Written task a. In the message below about the FFI on OS X, which Debian package has to be installed for FFI-using code to work on GNU/Linux?

From: Ludovic Courtès
Subject: Re: FFI on OS X?
Date: Thu, 03 Mar 2011 11:52:04 +0100
User-agent: Gnus/5.110013 (No Gnus v0.13) Emacs/23.2 (gnu/linux)

Hi Andreas,

Andreas Rottmann <address@hidden> writes:

> Another related issue that has come up in IRC is versioning: If I
> understand correctly, it is currently impossible to specify the version
> of the shared object to be used (as one cannot even pass a full filename
> to `dynamic-link').  This has two (IMHO) unacceptable implications:
>
> (1) On GNU/Linux, the .so symlink has to be installed for the FFI-using
>     code to work.  At least on Debian, this means that the -dev package
>     (which contains that symlink) has to be installed.  In turn, any
>     Guile application or library that would be packaged for Debian would
>     have to depend on the -dev package.  This is Wrong(tm).  There is
>     nothing inherent in a language binding for a given C library that
>     would require the presence of e.g. headers and the static library
>     (or library documentation, which is also often provided in the -dev
>     package) *at runtime*.

Written task b. Please find every line in the listing that contains the word "coral" and copy those lines out.

Entries shown.
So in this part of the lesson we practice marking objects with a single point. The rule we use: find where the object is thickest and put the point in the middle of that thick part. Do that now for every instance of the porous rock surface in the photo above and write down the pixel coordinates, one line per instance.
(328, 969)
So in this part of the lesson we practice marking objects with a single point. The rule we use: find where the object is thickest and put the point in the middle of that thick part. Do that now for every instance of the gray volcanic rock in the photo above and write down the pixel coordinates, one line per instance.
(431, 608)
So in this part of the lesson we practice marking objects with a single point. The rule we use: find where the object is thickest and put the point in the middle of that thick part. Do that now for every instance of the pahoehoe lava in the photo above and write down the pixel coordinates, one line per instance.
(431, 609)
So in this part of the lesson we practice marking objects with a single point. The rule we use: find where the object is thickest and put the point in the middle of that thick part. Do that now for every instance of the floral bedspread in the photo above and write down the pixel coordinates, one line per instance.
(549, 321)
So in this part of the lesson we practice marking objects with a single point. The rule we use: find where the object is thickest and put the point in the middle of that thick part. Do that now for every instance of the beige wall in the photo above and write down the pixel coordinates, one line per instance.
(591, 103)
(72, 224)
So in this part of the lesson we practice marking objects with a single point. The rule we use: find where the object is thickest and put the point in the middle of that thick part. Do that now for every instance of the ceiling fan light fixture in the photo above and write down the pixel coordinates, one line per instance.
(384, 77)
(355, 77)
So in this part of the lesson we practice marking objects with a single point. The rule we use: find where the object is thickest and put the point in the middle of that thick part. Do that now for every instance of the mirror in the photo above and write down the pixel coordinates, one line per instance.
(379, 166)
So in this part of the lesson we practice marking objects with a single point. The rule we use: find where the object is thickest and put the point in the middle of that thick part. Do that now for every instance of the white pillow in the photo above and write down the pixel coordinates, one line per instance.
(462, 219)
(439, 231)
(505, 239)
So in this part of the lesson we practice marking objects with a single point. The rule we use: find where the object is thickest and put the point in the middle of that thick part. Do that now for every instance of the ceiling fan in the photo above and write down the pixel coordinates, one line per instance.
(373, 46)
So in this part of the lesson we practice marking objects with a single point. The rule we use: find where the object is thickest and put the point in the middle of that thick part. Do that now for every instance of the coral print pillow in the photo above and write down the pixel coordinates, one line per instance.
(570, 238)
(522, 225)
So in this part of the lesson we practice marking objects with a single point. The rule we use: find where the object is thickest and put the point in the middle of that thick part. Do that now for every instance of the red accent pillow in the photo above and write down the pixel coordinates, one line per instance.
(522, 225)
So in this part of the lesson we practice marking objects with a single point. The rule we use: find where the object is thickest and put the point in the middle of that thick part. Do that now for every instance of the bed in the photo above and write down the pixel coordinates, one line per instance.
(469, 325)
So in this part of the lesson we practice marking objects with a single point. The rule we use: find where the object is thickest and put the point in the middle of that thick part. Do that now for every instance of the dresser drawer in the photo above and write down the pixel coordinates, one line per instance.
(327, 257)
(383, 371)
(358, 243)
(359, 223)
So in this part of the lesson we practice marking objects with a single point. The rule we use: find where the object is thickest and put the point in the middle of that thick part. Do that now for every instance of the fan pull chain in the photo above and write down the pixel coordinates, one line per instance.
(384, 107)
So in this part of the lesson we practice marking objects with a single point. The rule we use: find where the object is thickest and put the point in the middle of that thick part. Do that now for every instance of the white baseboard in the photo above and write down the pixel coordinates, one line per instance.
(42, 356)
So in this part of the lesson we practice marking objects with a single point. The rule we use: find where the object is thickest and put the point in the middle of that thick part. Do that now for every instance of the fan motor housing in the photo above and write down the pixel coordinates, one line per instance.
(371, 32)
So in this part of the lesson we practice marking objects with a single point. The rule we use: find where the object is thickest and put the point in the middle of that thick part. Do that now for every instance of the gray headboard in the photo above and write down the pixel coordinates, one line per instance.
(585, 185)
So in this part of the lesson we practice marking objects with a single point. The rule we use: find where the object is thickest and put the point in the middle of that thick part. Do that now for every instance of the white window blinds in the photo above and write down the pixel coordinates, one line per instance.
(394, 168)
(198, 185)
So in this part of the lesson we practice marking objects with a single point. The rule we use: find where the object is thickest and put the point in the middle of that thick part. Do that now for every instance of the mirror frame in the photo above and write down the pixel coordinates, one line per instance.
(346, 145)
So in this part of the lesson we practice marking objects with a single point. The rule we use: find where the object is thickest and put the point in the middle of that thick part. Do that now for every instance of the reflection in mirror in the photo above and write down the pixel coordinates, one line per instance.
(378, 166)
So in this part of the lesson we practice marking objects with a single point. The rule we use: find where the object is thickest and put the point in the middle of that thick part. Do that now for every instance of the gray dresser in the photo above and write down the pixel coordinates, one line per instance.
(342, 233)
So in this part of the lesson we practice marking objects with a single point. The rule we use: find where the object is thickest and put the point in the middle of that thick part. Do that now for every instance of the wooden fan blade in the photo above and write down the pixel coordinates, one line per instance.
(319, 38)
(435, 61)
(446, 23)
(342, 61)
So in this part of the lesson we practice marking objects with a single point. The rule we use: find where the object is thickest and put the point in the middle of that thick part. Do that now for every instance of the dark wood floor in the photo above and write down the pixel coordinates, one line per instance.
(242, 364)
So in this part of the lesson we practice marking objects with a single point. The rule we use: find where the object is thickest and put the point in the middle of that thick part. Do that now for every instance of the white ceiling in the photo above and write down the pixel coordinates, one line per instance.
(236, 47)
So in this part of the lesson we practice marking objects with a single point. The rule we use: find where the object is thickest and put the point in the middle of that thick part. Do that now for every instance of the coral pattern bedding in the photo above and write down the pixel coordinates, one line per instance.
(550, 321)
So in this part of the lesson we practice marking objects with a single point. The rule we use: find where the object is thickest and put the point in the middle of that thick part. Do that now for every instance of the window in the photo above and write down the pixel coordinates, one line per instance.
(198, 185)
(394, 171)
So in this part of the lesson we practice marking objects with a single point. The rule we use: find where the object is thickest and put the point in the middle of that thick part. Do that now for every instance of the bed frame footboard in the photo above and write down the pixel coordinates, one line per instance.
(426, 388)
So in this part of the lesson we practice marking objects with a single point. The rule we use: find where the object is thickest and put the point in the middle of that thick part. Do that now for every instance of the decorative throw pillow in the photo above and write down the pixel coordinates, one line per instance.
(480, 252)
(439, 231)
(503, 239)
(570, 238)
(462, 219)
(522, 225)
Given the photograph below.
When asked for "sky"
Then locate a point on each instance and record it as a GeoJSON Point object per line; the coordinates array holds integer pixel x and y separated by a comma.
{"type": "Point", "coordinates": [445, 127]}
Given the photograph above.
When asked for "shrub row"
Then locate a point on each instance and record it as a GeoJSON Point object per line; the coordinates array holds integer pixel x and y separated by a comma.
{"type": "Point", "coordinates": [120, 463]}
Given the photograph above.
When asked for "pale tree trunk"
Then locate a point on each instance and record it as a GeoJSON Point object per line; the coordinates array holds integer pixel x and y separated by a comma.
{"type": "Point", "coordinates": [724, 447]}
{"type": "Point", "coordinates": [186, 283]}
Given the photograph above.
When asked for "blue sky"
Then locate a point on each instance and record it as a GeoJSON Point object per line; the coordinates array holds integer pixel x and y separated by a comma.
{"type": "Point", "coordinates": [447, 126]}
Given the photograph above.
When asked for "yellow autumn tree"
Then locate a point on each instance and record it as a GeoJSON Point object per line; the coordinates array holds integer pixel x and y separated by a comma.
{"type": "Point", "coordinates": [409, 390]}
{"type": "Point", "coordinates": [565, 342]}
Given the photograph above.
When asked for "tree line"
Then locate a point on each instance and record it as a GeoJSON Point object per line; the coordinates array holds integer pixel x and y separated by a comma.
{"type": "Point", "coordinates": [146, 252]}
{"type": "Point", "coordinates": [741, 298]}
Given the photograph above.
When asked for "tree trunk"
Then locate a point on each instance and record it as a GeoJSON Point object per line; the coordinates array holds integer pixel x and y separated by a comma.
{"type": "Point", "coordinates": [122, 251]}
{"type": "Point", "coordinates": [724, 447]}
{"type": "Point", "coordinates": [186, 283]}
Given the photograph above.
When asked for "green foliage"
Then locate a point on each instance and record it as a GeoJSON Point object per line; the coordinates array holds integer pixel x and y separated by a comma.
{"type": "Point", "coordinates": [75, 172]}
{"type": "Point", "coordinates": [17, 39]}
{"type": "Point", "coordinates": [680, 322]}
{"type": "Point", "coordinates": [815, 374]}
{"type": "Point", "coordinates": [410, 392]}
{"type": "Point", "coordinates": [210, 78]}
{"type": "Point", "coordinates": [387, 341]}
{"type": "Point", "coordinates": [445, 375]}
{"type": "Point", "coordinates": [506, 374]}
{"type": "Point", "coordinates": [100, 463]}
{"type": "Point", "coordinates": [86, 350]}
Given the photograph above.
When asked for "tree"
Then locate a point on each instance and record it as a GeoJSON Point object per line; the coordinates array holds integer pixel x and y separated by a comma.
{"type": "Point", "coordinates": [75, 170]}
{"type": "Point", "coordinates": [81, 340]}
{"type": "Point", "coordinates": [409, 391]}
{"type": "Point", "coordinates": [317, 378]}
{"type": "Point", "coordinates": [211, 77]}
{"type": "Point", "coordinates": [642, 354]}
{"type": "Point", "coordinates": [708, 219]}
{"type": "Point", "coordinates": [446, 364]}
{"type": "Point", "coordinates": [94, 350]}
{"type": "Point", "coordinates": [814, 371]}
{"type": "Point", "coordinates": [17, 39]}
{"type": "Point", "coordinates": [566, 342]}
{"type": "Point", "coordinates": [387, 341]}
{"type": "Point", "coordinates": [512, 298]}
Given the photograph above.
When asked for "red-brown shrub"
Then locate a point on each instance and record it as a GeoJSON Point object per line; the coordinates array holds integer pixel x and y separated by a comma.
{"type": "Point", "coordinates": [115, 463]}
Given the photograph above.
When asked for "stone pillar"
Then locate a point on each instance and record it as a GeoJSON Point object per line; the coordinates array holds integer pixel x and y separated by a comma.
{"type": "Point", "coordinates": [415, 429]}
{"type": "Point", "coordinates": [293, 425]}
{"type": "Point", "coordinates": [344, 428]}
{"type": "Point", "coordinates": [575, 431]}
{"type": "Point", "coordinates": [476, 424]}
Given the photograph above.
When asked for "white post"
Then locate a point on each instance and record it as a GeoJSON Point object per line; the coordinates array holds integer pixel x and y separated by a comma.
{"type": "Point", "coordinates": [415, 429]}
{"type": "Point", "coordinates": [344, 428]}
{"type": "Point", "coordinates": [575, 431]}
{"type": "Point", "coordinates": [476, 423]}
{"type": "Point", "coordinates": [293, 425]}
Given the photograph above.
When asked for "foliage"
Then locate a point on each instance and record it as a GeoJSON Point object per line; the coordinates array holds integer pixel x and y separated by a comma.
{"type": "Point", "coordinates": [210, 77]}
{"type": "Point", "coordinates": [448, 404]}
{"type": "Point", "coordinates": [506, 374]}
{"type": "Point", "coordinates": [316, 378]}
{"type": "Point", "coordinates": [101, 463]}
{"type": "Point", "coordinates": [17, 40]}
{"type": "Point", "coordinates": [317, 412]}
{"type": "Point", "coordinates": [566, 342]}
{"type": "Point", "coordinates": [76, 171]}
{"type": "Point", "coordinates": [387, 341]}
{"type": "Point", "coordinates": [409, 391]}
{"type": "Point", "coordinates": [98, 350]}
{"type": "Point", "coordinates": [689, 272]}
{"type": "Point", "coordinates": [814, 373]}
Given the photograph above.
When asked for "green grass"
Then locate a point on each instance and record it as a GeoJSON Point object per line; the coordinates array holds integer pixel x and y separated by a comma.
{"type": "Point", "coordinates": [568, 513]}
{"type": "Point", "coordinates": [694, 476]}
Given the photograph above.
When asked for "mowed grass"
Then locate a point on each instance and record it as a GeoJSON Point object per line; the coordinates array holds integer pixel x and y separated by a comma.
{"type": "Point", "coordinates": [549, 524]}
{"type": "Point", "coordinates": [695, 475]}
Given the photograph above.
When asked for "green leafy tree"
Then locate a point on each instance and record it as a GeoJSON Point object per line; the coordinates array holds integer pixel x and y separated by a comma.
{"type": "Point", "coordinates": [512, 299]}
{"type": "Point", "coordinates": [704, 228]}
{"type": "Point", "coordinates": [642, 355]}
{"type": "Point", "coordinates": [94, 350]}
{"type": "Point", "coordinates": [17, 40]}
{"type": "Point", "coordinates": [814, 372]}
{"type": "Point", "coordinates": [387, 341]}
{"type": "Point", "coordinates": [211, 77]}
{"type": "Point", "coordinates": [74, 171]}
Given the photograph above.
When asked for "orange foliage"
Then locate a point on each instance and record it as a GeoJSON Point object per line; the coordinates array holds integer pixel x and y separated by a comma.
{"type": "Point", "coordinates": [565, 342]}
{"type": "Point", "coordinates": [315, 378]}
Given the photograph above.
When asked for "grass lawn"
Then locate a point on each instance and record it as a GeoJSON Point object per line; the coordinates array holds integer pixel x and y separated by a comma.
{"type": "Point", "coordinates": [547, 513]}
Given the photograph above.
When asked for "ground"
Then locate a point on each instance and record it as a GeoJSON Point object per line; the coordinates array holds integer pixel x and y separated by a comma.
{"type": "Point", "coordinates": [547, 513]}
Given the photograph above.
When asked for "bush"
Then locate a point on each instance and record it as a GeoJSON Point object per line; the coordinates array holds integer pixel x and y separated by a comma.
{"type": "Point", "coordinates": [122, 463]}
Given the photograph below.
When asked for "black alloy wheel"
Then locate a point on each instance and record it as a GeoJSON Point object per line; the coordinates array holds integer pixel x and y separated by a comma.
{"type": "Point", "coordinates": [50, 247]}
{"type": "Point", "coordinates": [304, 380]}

Correct result a. The -dev package, which contains the .so symlink.

Correct result b.
So in this part of the lesson we practice marking objects with a single point. The rule we use: find where the object is thickest and put the point in the middle of that thick part. Do that now for every instance of the coral print pillow in the photo above and write down the pixel coordinates, one line per instance.
So in this part of the lesson we practice marking objects with a single point. The rule we use: find where the object is thickest and put the point in the middle of that thick part. Do that now for every instance of the coral pattern bedding in the photo above and write down the pixel coordinates, one line per instance.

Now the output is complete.